═══ RECORDS FOR THE TASK
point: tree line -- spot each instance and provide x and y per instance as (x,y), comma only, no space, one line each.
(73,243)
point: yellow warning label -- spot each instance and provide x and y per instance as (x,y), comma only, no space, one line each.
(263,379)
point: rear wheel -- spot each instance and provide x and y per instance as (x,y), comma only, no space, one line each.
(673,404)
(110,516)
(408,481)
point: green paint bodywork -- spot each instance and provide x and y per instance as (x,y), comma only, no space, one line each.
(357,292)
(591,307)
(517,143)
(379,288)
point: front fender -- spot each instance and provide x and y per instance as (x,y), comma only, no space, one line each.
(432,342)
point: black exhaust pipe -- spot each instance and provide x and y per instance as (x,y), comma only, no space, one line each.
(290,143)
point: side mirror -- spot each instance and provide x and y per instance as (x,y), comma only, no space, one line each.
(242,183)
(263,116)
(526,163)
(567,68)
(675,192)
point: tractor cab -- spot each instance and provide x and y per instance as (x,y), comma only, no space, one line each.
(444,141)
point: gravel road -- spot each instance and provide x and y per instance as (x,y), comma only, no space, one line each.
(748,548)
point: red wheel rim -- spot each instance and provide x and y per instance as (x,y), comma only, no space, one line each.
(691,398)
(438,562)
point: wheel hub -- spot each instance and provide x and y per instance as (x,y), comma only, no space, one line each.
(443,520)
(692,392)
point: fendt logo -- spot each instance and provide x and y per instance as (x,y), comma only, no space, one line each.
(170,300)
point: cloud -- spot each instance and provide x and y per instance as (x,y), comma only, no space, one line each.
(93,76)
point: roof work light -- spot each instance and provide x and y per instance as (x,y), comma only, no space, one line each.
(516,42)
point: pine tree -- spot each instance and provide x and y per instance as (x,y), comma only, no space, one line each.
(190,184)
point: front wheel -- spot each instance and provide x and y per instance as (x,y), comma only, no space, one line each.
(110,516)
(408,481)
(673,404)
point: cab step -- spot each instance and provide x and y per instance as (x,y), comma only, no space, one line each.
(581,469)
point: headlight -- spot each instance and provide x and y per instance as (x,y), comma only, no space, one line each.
══════
_SHORT PROBLEM_
Send back all of the entries exactly, with nothing missing.

_ANSWER FOR THE TASK_
point: tree line -- spot each instance and provide x and y per instance as (x,y), comma only, no space, one line each.
(73,243)
point: yellow warning label -- spot each instance and provide x and y per instance as (x,y), comma only, no space, one line each.
(263,379)
point: rear wheel -- spot each instance and provide x and y per instance as (x,y), comma only, no space, one line each.
(673,404)
(110,516)
(408,481)
point: green paint bodywork -- spot each instance and provide x and y per instance as (x,y), comma only, no space, one line each.
(357,292)
(591,307)
(517,143)
(379,288)
point: front fender -- spot each instance and provide x and y per instance as (x,y), comma only, no space, one line each.
(432,342)
point: black exhaust pipe -- spot each instance and provide x and y per instance as (x,y), comma only, no space, one line each.
(290,143)
point: side mirror -- spot each instance and provide x and y per instance as (x,y), comma only, no space, one line each.
(242,183)
(263,116)
(526,163)
(567,68)
(675,192)
point: tractor cab -- spot each instance and provide x and y per instance as (x,y), comma only, no space, one line each.
(444,141)
point: gravel road -- spot each instance and provide x and y per instance as (x,y), comma only, no space, one line each.
(748,548)
point: red wheel rim -- spot each instance and provide x and y per instance as (x,y), comma only, no space, one line each.
(691,398)
(438,562)
point: wheel hub -- spot each instance and provide x and y per instance as (x,y), comma only, no space, one line each.
(443,520)
(692,392)
point: fendt logo -- spot each instance and provide x and y per instance as (x,y), comma only, no space, one line each.
(170,300)
point: cloud -- spot each instance and provide x and y per instance as (x,y), comma only, no space, one line each.
(93,76)
point: roof work light -- spot each instance and provide x and y per instance as (x,y), comma only, no space, one line each.
(516,42)
point: pine tree -- spot each instance and provide x and y per instance as (x,y), comma only, no space, one line each.
(190,184)
point: front wheel -- spot each instance and provide x and y per instance as (x,y), comma only, no space, one line each.
(110,516)
(408,481)
(673,404)
point: cab step -- spot each instance and provide x and y per instance as (x,y), comma only, no space, one line each.
(581,469)
point: headlight -- spot each instance and provide x and y per instance as (x,y), comma only, no space, one line each.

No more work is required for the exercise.